━━━━━ EXCERPTED RECORDS ━━━━━
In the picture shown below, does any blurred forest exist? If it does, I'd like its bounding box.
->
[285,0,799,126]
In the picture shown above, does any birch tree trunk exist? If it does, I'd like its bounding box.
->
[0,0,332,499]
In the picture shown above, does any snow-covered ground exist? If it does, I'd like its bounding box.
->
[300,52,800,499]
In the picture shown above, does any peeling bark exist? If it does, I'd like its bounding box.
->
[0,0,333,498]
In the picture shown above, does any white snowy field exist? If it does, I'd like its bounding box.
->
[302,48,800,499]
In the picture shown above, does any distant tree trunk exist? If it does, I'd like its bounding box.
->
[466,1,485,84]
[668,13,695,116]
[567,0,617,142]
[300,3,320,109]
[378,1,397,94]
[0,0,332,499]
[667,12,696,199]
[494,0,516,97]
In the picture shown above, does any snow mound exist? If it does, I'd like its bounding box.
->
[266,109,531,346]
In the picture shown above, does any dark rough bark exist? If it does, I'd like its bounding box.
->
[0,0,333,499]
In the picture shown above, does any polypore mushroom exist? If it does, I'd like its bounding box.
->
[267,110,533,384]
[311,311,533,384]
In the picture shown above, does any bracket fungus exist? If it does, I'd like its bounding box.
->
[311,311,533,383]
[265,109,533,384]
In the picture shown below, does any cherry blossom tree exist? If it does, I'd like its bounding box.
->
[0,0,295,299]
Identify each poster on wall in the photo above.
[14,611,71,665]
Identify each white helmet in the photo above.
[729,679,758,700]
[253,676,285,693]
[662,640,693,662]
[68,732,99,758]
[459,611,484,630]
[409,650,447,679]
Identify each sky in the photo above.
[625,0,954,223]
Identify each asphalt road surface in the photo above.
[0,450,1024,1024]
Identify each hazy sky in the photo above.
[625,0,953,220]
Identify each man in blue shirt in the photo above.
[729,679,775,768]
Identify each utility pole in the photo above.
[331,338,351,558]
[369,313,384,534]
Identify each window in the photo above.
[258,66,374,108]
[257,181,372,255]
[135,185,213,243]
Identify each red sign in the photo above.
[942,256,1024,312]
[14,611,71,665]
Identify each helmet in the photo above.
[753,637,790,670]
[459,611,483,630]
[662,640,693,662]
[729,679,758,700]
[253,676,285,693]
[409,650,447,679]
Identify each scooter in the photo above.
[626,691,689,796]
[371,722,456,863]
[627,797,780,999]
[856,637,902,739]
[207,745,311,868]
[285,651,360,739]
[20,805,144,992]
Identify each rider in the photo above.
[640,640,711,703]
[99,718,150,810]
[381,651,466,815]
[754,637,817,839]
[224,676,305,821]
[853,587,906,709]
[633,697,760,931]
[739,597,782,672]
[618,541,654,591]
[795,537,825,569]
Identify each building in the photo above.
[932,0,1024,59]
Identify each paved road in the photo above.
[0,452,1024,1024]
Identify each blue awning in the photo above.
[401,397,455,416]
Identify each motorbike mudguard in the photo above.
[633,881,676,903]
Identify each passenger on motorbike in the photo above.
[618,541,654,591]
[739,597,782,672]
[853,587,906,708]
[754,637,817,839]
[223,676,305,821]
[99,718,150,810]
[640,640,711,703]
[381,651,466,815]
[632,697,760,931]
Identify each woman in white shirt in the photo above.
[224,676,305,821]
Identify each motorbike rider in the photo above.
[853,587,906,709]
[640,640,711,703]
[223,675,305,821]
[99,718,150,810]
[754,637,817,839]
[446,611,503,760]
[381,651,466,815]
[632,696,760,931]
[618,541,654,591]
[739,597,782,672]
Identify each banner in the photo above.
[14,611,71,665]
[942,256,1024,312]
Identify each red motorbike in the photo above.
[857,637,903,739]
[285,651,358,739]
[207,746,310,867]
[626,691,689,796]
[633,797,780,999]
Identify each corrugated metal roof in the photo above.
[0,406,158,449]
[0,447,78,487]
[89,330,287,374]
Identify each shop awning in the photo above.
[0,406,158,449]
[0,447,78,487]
━━━━━
Set out every line of the rows above as a numbered list, skipping any blank lines.

1. In the picture shown below, does any blurred forest exist? If it does, I'd like its bounding box.
2. ->
3. [285,0,799,126]
4. In the picture shown above, does any birch tree trunk exist? If it does, I'd like its bounding box.
5. ->
6. [0,0,332,499]
7. In the picture shown above, does any snow-covered ground exist? If it does, I'd like its bounding box.
8. ->
9. [300,52,800,499]
10. In the picture shown above, does any peeling bark exist? If it does, I'd like its bounding box.
11. ->
12. [0,0,333,498]
13. In the picture shown above, does any white snowy field exist? If it does, I'd like its bounding box.
14. ->
15. [302,48,800,499]
16. In the picture shown above, does any distant tree trunk exist? If it does, I'd like its bounding box.
17. ->
18. [466,1,485,84]
19. [668,13,695,116]
20. [567,0,617,142]
21. [300,3,320,109]
22. [378,1,397,94]
23. [0,0,332,499]
24. [667,12,696,199]
25. [494,0,516,97]
26. In the picture shown above, does any snow mound exist? If it does, I'd like its bounding box.
27. ->
28. [266,109,531,346]
29. In the picture shown above, does any dark rough bark exist? If it does, I'd like its bounding box.
30. ->
31. [0,0,333,499]
32. In the picture shown above, does any polypore mushroom exist? If it does, I'd like its bounding box.
33. ->
34. [267,110,533,384]
35. [311,311,533,384]
36. In the picture shown above, does any bracket fungus exist? If it does, I'd like its bounding box.
37. ->
38. [311,311,533,383]
39. [265,109,533,384]
40. In the picture shown below, does any cherry blossom tree exist? If it does, I'd like its bounding box.
41. ->
42. [0,0,295,299]
43. Identify each poster on wall in the photo above.
44. [14,611,71,665]
45. Identify each white helmet in the photo above.
46. [729,679,758,700]
47. [253,676,285,693]
48. [662,640,693,662]
49. [68,732,99,758]
50. [459,611,484,630]
51. [409,650,447,679]
52. Identify each sky in the photo above.
53. [625,0,954,223]
54. Identify each asphalt road surface in the photo above.
55. [0,450,1024,1024]
56. Identify each hazy sky in the photo above.
57. [625,0,953,220]
58. Identify each man in blue shirt in the photo above.
59. [729,679,775,768]
60. Identify each utility pole in the photo above.
61. [331,338,351,558]
62. [369,313,384,534]
63. Identify each window in the photo above.
64. [258,66,374,108]
65. [257,181,372,255]
66. [135,185,213,243]
67. Identify each red sign in the photo above.
68. [942,256,1024,312]
69. [14,611,71,665]
70. Identify each helmet in the photo above.
71. [753,637,790,670]
72. [459,611,483,630]
73. [662,640,693,662]
74. [729,679,758,700]
75. [253,676,285,693]
76. [409,650,447,679]
77. Identify each scooter in the photo above.
78. [626,691,689,796]
79. [371,722,456,863]
80. [627,797,780,999]
81. [856,637,902,739]
82. [207,745,311,868]
83. [285,651,360,739]
84. [20,805,144,992]
85. Identify each rider in the photo above.
86. [640,640,711,703]
87. [99,718,150,810]
88. [381,651,466,815]
89. [754,637,817,839]
90. [224,676,305,821]
91. [853,587,906,709]
92. [633,697,760,931]
93. [739,597,782,672]
94. [618,541,654,591]
95. [795,537,825,569]
96. Identify each building in the photo above.
97. [932,0,1024,59]
98. Identify each paved road in the photo above.
99. [0,452,1024,1024]
100. Identify each blue awning in the photo above.
101. [401,397,455,416]
102. Identify each motorbike mudguard in the photo above.
103. [633,881,676,903]
104. Identify each passenger on motorbike in the photo above.
105. [618,541,654,591]
106. [739,597,782,672]
107. [853,587,906,708]
108. [754,637,817,839]
109. [223,676,305,821]
110. [99,718,150,810]
111. [640,640,711,703]
112. [381,651,466,815]
113. [632,697,760,931]
114. Identify each woman in white shirt in the photo above.
115. [224,676,305,821]
116. Identify each motorbike rider in the photo above.
117. [853,587,906,709]
118. [640,640,711,703]
119. [223,675,305,821]
120. [99,718,150,810]
121. [754,637,817,839]
122. [446,611,503,760]
123. [381,651,466,815]
124. [632,696,760,931]
125. [618,541,654,591]
126. [739,597,782,672]
127. Identify each banner in the photo above.
128. [14,611,71,665]
129. [942,256,1024,312]
130. Identify each red motorbike in the photo above.
131. [857,637,903,739]
132. [285,651,358,739]
133. [207,746,310,867]
134. [626,691,689,796]
135. [633,797,780,999]
136. Identify each corrugated metal roof in the photo above.
137. [0,406,158,449]
138. [0,447,78,487]
139. [89,330,287,374]
140. Identify each shop awning in the photo above.
141. [0,406,158,449]
142. [0,447,78,487]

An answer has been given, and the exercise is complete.